[Saved entries]
=======

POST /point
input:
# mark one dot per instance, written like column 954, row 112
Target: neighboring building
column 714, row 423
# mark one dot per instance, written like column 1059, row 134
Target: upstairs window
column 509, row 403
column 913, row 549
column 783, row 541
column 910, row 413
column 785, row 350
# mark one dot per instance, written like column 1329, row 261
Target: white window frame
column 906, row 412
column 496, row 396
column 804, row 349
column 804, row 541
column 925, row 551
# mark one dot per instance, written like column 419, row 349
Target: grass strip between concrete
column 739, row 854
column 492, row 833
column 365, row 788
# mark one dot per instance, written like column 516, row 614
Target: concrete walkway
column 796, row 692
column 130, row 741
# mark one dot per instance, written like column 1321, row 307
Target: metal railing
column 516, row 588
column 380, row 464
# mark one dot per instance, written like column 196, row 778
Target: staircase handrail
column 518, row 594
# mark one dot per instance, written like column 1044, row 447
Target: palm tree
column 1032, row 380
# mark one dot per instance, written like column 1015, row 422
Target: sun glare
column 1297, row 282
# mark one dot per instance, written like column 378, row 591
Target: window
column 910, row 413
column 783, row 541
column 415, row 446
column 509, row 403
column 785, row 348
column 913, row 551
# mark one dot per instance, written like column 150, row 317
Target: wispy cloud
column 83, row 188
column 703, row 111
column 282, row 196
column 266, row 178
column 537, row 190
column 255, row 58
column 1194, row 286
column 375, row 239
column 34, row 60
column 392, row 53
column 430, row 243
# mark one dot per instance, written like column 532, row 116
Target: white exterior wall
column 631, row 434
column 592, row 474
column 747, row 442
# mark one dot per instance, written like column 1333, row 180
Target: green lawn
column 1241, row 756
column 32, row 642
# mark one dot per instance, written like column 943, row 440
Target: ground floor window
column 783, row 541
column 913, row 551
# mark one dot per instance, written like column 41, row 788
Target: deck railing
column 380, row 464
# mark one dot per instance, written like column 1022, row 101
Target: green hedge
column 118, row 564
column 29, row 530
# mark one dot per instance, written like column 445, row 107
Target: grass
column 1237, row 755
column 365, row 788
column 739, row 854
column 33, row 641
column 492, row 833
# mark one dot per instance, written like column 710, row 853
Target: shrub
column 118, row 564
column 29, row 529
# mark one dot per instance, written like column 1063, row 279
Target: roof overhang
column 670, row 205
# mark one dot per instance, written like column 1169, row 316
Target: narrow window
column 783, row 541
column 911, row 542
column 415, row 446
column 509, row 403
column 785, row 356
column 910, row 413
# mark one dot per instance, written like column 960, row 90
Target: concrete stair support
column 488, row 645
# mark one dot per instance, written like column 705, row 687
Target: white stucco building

=======

Activity
Copy out the range of lines above starting at the line with "Target: concrete walkway" and ending at the line with "# mark one dot per instance, written like column 196, row", exactly and including both.

Answer area
Target: concrete walkway
column 796, row 692
column 130, row 741
# mark one dot per instance, written like column 1321, row 307
Target: metal railing
column 516, row 588
column 380, row 464
# mark one dot per instance, written like column 196, row 778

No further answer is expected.